__Texto proporcionado__.
El incidente nicaragüense
Pesó
mucho en la Iglesia el rechazo de Juan Pablo II a la corriente
eclesiástica de la opción preferencial por los pobres, ligada a los
movimientos populares de corte socialista, que en Centroamérica –sobre
todo en Nicaragua y El Salvador– tuvieron mucho auge y figuras
emblemáticas como Romero, acribillado por un sicario del ejército
salvadoreño. Se decía que canonizar a Romero sería como canonizar a la
Teología de la Liberación.
Sobre este punto Masferrer dice: “Aparte
del bloqueo a la canonización de Romero, otro hecho revelador del
rechazo de Juan Pablo II a la Teología de la Liberación fue el regaño al
sacerdote nicaragüense Ernesto Cardenal, otra figura representativa en
Centroamérica de esta corriente eclesiástica”.
Alude
a la reprimenda pública que el 14 de marzo de 1983, durante un viaje
papal a Nicaragua, le hizo Wojtyla a Cardenal, quien entonces era
ministro de Cultura del gobierno sandinista.
Al
descender del avión que lo dejó en Managua, Juan Pablo II fue saludando
a la comitiva gubernamental que lo recibió en fila. Ahí estaba
Cardenal, quien se quitó la boina y se postró de hinojos al saludar al
Papa. Y éste, agitando el índice, le ordenó molesto: “Regularice su posición con la Iglesia. Regularice su posición con la Iglesia”. La imagen circuló por todo el mundo y fue interpretada como un duro regaño.
Más
tarde, en una multitudinaria misa en un parque, Wojtyla empezó a leer
un texto escrito en el cual condenaba a la “Iglesia popular” por
“absurda y peligrosa”. Los sandinistas sentados en las filas delanteras
empezaron a abuchearlo: “¡Queremos una Iglesia aliada con los pobres!”,
le reclamaban. Los aliados de Wojtyla lo defendían gritando: “¡Viva el
Papa!”.

__Extractos de datos__.
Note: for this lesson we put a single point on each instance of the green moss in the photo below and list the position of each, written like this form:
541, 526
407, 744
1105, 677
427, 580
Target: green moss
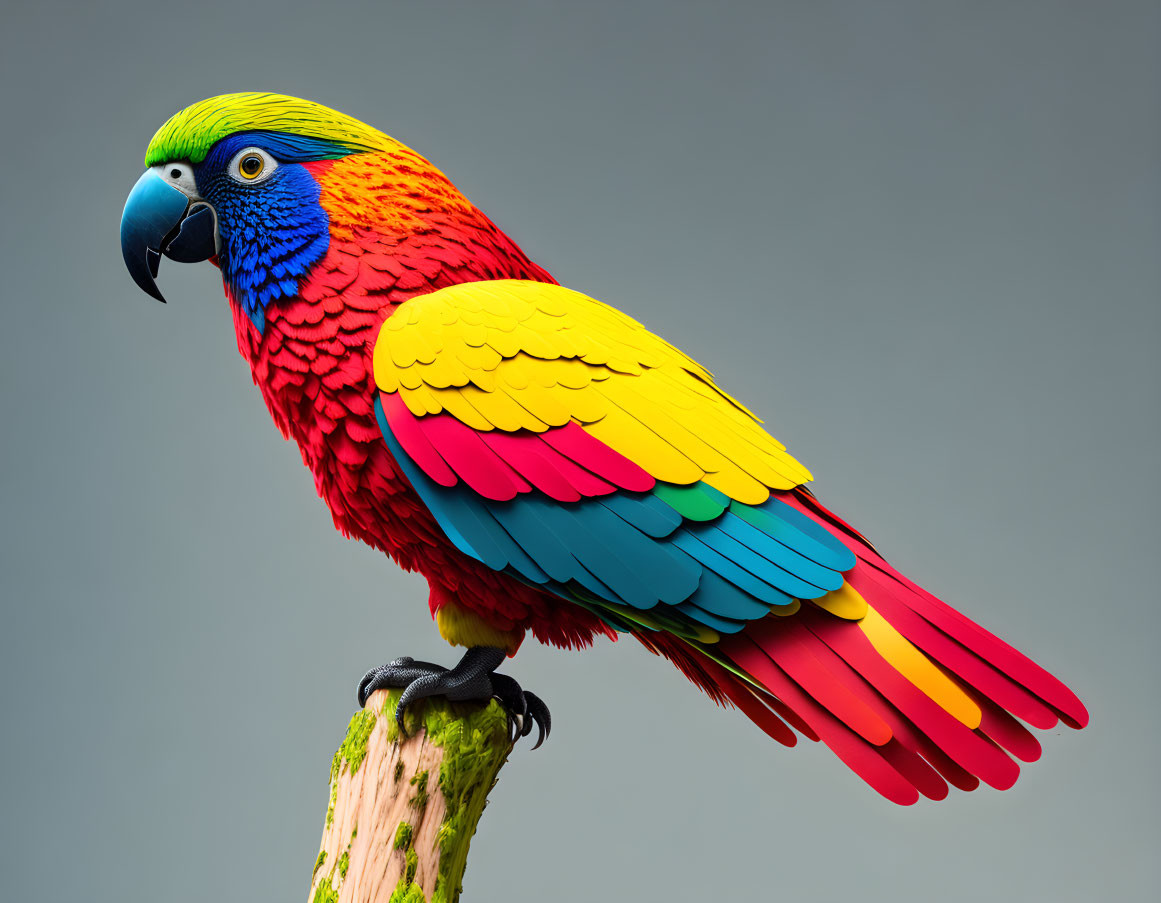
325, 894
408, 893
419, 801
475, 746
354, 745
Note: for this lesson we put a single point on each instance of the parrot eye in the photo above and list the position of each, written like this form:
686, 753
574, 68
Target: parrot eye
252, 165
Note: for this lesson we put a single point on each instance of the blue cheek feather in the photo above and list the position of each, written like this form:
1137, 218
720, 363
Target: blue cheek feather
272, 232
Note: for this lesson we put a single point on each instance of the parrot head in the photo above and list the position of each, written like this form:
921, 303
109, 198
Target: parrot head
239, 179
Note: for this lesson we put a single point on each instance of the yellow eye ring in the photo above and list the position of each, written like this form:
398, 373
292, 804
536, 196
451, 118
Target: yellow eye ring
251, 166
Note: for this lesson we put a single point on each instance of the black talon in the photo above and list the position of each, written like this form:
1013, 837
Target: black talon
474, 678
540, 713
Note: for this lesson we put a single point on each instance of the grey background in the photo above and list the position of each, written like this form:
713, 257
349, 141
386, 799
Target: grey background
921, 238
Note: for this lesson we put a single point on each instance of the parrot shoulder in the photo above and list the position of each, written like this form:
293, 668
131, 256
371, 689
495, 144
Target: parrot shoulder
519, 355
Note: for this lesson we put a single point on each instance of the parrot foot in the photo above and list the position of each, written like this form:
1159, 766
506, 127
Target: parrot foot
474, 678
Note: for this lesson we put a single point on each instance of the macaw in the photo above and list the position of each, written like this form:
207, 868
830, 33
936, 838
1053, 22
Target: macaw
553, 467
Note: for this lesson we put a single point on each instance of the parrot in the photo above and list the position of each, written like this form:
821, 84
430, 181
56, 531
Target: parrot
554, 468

__Tu tarea__. Copia del texto sobre el incidente nicaragüense el fragmento que va entre “Sobre este punto” y “del gobierno sandinista.”, ambos incluidos.

__Respuesta del ejercicio__.
Sobre este punto Masferrer dice: “Aparte
del bloqueo a la canonización de Romero, otro hecho revelador del
rechazo de Juan Pablo II a la Teología de la Liberación fue el regaño al
sacerdote nicaragüense Ernesto Cardenal, otra figura representativa en
Centroamérica de esta corriente eclesiástica”.
Alude
a la reprimenda pública que el 14 de marzo de 1983, durante un viaje
papal a Nicaragua, le hizo Wojtyla a Cardenal, quien entonces era
ministro de Cultura del gobierno sandinista.